The British government has announced that it is withdrawing the UK from a deal that will result in trawlers from the Republic of Ireland no longer being allowed to fish within 12 nautical miles of the UK coastline.

British ministers will trigger withdrawal from the London Fisheries Convention, signed in 1964 before the UK joined the European Union, to start the two-year process to leave the agreement.

There’s quite some sleight of hand here given this does predate UK accession to the EEC (not the EU needless to say but hey who worries about such technicalities these days).

But irritating as it is – at least in relation to the rhetoric… there are more fundamental issues as well. For example in this brave new Brexit world what of quotas and so on.

Environmental law firm Client Earth consultant Dr Tom West said the move appeared to be an aggressive negotiating tactic.

“As a country outside the EU we need to consider how we can best co-operate with our neighbours rather than unilaterally withdrawing from all agreements in the hope that standing alone will make us better.

“Many fish stocks in UK waters are shared with our neighbours and so need co-operation and shared management.”

He also warned of the need to put in place strong laws to protect marine wildlife, or there was a risk the UK would row back on hard-won environmental protection over the last 40 years.

Where does sustainability fit into what the British government and the fishing fleets want? And how does that impact more widely?

→ **Raw data**:
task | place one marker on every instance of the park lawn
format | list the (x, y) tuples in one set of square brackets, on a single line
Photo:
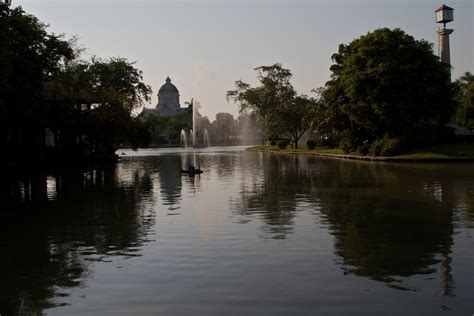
[(439, 151)]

→ **Instruction**:
Using the passage on the UK fisheries withdrawal, answer:
1. In what year was the London Fisheries Convention signed?
2. Within how many nautical miles of the UK coastline will trawlers from the Republic of Ireland no longer be allowed to fish?
3. Which firm is Dr Tom West a consultant for?

→ **Written answer**:
1. 1964
2. 12 nautical miles
3. Client Earth, an environmental law firm